List each line of the rows below that contains the string "pipe".
----------
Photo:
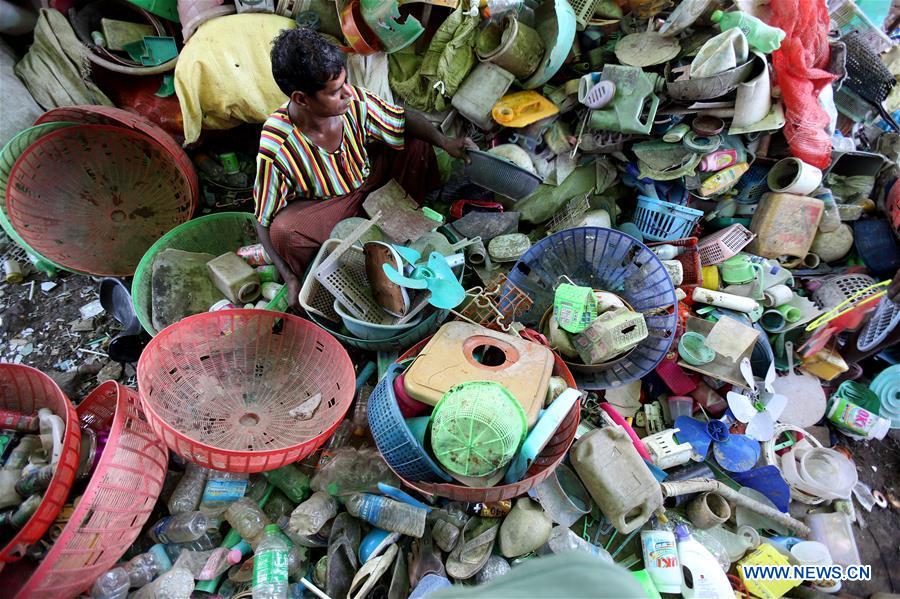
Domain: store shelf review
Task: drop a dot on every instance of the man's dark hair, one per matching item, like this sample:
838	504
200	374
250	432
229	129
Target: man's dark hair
303	60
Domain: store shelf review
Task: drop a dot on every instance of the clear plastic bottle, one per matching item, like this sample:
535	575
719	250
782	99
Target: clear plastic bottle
180	528
177	583
270	566
387	514
189	490
247	519
222	489
311	515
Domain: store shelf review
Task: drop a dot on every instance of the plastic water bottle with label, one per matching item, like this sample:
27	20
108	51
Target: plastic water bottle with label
270	566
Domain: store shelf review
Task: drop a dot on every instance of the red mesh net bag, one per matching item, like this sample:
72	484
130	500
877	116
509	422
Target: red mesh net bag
800	69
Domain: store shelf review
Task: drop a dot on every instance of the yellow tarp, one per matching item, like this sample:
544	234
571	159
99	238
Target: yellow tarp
224	73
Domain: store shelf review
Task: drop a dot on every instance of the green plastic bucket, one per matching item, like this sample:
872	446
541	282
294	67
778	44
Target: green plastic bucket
213	234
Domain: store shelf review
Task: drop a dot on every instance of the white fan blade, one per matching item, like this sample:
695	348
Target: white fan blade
761	428
775	404
741	406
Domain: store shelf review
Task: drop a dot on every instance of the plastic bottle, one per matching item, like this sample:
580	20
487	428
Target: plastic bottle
661	560
702	575
189	490
270	566
177	583
387	514
562	539
222	489
291	481
760	36
311	515
180	528
247	519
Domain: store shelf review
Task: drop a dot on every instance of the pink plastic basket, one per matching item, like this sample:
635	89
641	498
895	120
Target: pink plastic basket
723	244
25	389
223	388
117	501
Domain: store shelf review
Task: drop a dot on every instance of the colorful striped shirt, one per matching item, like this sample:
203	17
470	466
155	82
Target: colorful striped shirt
289	164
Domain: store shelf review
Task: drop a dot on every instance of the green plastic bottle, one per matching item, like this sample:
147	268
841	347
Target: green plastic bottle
760	36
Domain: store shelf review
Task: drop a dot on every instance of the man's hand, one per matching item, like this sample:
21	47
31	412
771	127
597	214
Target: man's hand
457	147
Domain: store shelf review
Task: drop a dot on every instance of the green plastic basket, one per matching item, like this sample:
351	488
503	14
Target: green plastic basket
477	428
213	234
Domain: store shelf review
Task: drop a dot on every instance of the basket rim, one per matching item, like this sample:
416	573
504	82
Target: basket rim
155	420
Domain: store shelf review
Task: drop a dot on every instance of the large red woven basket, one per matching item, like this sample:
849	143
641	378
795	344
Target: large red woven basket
107	115
24	389
223	388
94	198
117	501
543	466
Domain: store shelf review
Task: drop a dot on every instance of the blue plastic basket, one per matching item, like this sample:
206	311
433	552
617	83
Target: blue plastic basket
609	260
664	221
396	443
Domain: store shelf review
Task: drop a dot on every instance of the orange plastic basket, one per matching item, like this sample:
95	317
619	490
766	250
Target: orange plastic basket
223	389
543	466
94	198
24	389
117	501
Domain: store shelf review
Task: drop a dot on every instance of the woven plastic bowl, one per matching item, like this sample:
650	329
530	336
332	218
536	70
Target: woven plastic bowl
24	389
211	234
225	389
93	198
117	501
544	465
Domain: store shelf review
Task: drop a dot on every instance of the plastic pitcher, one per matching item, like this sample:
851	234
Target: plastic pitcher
616	477
635	91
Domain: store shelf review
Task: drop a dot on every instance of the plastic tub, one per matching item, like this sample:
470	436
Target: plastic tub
213	234
115	504
224	389
25	389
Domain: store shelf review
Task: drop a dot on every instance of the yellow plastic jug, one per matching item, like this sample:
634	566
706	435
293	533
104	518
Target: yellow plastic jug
521	109
461	352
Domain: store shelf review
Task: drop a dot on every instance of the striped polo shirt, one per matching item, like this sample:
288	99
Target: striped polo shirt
290	166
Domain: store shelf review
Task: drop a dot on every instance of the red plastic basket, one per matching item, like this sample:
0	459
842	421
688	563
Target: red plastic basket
543	466
117	501
690	261
94	198
220	387
107	115
24	389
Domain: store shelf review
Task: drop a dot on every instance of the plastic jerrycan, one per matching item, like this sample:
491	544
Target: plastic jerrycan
461	352
616	477
635	90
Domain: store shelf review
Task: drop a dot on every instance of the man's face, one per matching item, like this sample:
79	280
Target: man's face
332	100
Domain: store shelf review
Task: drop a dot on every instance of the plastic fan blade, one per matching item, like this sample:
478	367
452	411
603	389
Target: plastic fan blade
761	427
741	406
396	277
768	481
694	432
737	453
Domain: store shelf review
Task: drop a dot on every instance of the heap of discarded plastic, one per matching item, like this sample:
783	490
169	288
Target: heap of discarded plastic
631	326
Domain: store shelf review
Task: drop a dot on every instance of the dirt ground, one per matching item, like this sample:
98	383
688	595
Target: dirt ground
44	328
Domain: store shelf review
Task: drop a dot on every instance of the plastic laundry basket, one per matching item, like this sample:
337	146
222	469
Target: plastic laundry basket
228	389
93	198
658	220
116	502
544	465
396	443
211	234
25	389
724	244
613	261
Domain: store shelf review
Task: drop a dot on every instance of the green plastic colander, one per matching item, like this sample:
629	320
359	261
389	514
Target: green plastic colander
477	428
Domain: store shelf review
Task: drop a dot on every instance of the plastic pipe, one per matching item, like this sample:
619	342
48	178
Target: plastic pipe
703	485
724	300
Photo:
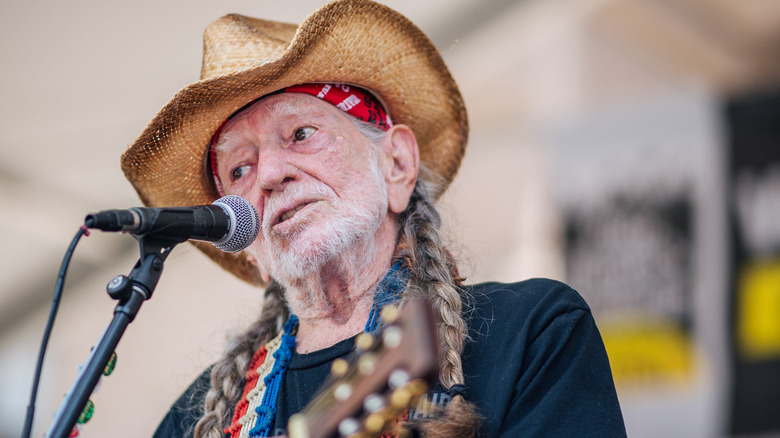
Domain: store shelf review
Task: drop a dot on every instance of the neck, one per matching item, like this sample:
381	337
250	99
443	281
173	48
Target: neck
334	302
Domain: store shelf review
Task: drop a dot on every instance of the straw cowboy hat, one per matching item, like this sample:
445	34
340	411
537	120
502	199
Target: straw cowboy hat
346	41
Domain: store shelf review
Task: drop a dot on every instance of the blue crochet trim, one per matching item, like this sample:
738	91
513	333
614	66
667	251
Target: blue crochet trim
273	381
388	291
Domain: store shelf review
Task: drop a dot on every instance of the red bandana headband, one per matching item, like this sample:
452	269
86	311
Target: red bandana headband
355	101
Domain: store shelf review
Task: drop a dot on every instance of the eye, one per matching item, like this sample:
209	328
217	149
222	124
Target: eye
302	134
239	172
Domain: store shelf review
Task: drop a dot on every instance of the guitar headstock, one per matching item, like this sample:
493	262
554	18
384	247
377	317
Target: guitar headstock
393	369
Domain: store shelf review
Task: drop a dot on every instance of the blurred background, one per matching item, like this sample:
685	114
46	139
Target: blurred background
628	147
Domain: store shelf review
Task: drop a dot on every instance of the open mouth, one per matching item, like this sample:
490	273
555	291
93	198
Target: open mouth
291	213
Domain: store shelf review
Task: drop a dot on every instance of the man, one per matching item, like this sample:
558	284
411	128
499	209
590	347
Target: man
343	132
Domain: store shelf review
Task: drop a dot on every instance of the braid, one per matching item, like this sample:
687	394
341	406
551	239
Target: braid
228	374
434	275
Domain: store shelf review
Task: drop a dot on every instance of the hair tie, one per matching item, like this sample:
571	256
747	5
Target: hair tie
457	389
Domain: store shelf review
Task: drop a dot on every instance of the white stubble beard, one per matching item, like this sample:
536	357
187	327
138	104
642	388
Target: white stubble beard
348	233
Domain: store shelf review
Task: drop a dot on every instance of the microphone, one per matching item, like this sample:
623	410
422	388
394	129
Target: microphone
231	223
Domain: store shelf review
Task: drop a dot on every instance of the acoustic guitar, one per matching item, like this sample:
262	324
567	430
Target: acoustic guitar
392	370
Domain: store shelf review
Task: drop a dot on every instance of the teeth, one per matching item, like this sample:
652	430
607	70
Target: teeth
290	213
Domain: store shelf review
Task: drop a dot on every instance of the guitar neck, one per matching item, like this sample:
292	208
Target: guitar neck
391	371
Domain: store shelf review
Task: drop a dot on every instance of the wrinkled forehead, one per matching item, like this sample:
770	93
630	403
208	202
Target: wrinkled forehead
264	113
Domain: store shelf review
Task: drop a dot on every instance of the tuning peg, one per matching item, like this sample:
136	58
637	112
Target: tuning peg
364	341
373	403
366	364
398	378
392	337
348	427
339	367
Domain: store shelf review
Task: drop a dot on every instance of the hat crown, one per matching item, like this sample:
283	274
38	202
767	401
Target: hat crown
235	42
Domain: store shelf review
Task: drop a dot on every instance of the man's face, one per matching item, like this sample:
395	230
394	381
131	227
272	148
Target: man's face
313	177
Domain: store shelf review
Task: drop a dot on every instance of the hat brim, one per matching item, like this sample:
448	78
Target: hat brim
346	41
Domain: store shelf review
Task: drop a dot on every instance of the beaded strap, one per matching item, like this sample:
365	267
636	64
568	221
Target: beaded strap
256	411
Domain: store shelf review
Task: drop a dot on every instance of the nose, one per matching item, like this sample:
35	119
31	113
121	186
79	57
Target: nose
274	170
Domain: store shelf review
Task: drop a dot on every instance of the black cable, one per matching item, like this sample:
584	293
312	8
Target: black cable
55	304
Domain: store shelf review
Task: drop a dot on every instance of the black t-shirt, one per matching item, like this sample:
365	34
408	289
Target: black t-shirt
534	365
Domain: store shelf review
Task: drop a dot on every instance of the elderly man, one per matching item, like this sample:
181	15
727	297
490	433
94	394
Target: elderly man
343	132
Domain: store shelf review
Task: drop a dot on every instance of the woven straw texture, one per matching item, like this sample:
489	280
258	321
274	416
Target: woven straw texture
346	41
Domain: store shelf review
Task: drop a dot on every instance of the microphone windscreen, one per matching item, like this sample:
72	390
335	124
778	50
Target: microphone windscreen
245	223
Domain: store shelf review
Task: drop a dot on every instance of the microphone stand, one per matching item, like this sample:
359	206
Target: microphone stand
131	291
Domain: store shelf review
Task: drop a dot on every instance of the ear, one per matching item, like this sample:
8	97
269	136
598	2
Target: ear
403	166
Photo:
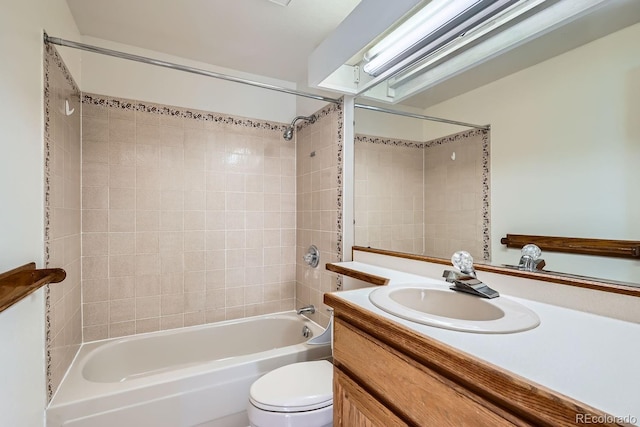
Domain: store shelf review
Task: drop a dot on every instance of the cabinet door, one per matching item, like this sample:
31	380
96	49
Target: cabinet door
354	407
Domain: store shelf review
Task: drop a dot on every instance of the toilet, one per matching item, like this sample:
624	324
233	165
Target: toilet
296	395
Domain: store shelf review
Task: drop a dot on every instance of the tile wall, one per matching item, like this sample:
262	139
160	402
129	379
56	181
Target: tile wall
389	194
62	215
319	205
188	217
456	194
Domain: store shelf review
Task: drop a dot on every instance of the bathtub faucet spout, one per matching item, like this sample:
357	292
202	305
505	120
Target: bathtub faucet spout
309	309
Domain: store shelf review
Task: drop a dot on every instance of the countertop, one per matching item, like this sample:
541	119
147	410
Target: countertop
591	358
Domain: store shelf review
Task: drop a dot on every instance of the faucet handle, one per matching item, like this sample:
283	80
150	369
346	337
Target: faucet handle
463	261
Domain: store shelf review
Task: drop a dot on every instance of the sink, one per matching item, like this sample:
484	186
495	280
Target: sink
443	308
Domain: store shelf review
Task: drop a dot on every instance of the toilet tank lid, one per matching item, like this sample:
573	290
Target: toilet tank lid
303	386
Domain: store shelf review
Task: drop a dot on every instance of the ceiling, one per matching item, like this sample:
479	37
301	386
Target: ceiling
254	36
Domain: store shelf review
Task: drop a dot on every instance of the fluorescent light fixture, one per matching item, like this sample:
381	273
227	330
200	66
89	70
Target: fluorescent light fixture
449	62
435	25
281	2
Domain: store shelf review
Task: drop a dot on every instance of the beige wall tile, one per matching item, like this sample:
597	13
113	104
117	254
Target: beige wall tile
198	222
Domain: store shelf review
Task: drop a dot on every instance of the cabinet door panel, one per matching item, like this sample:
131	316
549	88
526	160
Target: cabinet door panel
354	407
414	392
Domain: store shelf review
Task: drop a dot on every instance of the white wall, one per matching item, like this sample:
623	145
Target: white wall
116	77
565	146
386	125
22	340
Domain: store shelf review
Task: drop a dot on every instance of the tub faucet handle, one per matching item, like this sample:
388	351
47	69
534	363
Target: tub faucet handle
308	309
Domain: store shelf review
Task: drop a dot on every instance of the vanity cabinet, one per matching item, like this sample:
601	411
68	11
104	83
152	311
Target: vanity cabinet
388	375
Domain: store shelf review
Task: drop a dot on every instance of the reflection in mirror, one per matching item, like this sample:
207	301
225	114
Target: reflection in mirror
422	197
565	146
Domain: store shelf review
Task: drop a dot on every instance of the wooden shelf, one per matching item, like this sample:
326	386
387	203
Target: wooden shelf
366	277
20	282
575	245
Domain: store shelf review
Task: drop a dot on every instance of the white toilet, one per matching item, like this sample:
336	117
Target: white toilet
296	395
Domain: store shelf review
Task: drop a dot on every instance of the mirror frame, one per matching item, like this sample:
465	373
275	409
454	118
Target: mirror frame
558	278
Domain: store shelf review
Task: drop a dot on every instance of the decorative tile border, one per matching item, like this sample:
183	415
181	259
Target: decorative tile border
367	139
327	111
340	180
486	198
184	113
51	61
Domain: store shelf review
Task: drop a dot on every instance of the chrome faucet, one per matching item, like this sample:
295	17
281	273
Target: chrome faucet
308	309
465	279
530	258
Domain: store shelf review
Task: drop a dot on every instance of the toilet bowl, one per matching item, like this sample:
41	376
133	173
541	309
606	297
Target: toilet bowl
296	395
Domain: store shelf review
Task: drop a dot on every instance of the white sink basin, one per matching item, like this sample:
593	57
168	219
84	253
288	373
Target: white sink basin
443	308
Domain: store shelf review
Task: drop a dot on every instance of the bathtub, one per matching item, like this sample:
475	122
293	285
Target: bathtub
196	376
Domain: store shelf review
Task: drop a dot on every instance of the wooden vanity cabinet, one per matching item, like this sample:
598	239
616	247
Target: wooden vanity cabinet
387	375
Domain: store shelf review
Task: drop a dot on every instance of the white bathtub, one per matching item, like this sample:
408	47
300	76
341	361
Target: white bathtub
196	376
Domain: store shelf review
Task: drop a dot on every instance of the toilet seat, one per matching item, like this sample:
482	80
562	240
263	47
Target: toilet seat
299	387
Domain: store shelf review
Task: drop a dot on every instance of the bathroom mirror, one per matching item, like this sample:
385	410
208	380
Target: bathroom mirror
564	152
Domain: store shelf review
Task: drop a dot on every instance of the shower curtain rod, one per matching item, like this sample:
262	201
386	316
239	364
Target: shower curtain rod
95	49
420	116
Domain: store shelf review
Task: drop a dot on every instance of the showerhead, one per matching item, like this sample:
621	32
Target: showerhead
288	132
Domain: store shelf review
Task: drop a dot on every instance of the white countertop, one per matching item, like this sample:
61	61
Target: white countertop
593	359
----------
- RESPONSE TO THIS TASK
Task: drop a dot on every instance of the plastic pipe, one per matching item, like this sample:
Target: plastic pipe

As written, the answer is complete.